### Text provided

No one will help you with needing glasses.
I think insurance companies feel that people will go see dentists and eye doctors more often than absolutely necessary because the doctors urge them to. Many dentists, some say because they did too good of a job educating people on caring for their teeth, will no longer pull a bad tooth for $50, but repair it for $450. A simple $30 filling can cost up to $100 and they can add in cleaning, scraping, braces (we never had adult braces 20 years ago) and other things that the insurance companies feel are not necessary.
Eye doctors don’t make much money on an examination, but they make a killing on lenses and frames. A friend of mine who used to work in one of these walk in eyeglass places told me that they bought things like those $200 frames for $40 or $50 dollars, then sold them to the public at the inflated prices. The guys who grind the lenses do not get paid much money above the normal range, but they place will charge you like $100 for lenses their crew made for $25. Coatings are extra, and they do not tell you that all coatings eventually wipe and wash off. Even the mirroring people like.
So, perhaps the insurance companies figure most of the charges are too inflated to cover. Medicare and Medicaid do not cover dental or optical either.
WELCOME TO AMERICA!!
Uh, this isn’t Ellis Island. It isn’t The BBQ Pit, either. So either keep this stuff to yourself or rant in the appropriate forum.
" Most emergency rooms will not pull an infected tooth
unless"
Where do you get this information? We went to one here & they referred us right away to a dentist on call & it was all covered by regular medical insurance. I’d like you to post a site for your quote…
but was it done in the ER, or did you just get referred at the ER?
Thank you, neurodoc.
I think we’re just beginning to understand the role between oral health and general health. I’ll add to the findings others have cited the fact that they think there may be a higher risk of premature birth among pregnant moms with gum diseases.
I think it’s an insult to dentists to suggest that doctors could easily assume a dentist’s role, or that gum disease can be fixed up by a scrip of penicillin. FWIW, my doctor DOES look in my mouth as part of my regular exam, and he said something to me when he could see I’d been neglecting my teeth. But it’s a dentist I needed to see. It’s not like dentists only go to school for a coupla months.
I’m sure my dental insurance is like others: completely separate from our health insurance. You can choose what level of coverage you have. The cheapest pays 100% on preventative care (two cleanings a year, xrays as needed) which is not peanuts. It’s a pretty good deal. But if you need something like a crown, they pay, say, $2 while you pay $248. That bites, but oh well. My health insurance goes to great lengths to describe what parts of my mouth are NOT covered, and what sorts of emergency oral procedures are covered. It ain’t much.
As for medicare, etc, maybe the dental lobby needs to get moving. Dental care among the poor is abysmal. The thing to remember with insurance is that most of us pay in the long run. If everyone’s dental got covered, we’d all be paying a lot more, as someone else noted. Or our employers would, which means something else has to give.
Everyone keeps saying that dental insurance is ridiculously expensive. Adding dental to my medical insurance only cost like $1.80 more a month! And its comprehensive, not just preventative (I had two $1400 procedures done and they paid $900 on each). Am I just lucky?

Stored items

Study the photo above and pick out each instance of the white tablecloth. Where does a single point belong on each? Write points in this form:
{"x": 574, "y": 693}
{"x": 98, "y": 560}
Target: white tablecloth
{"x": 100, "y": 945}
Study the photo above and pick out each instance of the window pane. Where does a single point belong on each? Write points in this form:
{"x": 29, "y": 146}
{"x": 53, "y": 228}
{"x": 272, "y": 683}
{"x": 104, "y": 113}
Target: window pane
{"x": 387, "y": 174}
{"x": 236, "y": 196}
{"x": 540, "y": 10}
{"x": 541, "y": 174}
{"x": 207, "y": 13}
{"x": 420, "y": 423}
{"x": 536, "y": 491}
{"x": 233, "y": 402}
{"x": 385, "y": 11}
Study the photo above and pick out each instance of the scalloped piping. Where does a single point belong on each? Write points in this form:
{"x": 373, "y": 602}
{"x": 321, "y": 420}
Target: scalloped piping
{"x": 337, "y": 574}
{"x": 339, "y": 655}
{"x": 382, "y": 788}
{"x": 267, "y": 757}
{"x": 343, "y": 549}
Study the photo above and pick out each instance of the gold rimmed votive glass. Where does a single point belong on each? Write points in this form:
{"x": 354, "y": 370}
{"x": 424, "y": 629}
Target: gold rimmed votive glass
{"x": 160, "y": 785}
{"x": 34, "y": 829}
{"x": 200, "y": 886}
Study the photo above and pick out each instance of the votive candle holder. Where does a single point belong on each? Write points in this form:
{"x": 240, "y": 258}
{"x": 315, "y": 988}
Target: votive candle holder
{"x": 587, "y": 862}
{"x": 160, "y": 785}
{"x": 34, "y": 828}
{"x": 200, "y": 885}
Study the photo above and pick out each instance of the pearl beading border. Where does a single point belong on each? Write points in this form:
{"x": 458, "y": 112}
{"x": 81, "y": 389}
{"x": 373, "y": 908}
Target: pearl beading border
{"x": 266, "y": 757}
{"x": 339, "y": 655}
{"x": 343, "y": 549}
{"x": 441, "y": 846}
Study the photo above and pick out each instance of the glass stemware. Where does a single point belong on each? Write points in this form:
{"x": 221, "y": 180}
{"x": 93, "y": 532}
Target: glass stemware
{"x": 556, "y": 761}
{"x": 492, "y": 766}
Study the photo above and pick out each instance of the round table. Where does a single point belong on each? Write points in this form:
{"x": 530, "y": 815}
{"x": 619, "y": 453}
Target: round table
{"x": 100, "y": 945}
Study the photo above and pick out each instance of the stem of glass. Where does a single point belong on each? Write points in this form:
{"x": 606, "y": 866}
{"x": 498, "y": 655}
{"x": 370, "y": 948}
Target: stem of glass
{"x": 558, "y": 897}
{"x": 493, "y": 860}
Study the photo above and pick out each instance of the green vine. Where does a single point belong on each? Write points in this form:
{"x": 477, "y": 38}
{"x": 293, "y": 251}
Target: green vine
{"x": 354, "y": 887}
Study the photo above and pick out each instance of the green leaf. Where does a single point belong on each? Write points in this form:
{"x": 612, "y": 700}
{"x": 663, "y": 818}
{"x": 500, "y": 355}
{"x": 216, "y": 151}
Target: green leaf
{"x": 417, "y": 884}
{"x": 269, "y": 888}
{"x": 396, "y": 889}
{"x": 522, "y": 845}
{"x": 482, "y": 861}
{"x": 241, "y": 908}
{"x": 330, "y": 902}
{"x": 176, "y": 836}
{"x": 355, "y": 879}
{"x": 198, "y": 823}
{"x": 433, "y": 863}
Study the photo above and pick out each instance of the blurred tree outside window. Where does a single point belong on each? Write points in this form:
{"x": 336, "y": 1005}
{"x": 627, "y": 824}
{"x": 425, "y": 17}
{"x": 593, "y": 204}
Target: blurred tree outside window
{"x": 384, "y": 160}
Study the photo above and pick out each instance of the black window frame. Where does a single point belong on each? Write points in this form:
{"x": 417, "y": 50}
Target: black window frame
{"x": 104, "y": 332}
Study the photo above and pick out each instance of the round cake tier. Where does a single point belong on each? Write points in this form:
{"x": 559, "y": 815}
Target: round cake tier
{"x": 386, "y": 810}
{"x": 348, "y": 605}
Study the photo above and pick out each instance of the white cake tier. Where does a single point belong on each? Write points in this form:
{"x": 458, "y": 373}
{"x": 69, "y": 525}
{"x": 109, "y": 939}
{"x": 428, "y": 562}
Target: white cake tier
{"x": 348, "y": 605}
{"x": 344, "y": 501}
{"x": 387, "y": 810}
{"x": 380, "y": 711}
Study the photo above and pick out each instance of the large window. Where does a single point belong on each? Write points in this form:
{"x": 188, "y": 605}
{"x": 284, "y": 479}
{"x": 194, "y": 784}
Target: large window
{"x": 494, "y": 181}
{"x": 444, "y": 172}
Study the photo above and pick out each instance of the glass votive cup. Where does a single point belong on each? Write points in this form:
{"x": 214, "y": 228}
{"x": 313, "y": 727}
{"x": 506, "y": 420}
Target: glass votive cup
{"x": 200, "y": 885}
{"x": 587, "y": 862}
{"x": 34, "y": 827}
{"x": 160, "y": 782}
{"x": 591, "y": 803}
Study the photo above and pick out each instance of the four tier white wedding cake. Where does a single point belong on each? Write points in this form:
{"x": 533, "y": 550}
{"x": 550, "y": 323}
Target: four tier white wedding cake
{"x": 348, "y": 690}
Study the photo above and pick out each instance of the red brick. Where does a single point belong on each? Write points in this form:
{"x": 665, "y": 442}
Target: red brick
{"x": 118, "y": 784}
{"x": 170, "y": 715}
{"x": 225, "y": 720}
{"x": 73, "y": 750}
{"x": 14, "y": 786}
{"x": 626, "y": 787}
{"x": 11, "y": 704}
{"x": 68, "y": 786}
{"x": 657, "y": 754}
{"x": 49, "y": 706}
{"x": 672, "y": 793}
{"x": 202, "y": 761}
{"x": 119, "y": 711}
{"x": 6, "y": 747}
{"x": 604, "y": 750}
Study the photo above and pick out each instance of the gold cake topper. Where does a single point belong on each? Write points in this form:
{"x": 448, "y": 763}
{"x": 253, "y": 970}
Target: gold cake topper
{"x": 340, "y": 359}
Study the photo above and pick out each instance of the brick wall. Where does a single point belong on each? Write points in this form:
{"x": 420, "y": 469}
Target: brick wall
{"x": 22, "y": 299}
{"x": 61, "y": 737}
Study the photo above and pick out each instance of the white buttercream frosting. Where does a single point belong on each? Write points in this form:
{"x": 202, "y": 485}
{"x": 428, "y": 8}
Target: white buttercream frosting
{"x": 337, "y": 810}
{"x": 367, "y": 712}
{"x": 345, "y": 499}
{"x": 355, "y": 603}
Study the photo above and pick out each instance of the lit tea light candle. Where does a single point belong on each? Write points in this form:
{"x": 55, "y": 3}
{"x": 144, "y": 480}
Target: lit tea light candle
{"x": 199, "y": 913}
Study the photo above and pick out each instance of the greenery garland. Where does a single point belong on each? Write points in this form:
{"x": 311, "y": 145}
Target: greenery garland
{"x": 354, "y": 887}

### What is required
Reproduce the part of the insurance discussion starting at "Thank you, neurodoc." and ending at "with gum diseases.", replacing "premature birth" with "early delivery".

### Response to the exercise
Thank you, neurodoc.
I think we’re just beginning to understand the role between oral health and general health. I’ll add to the findings others have cited the fact that they think there may be a higher risk of early delivery among pregnant moms with gum diseases.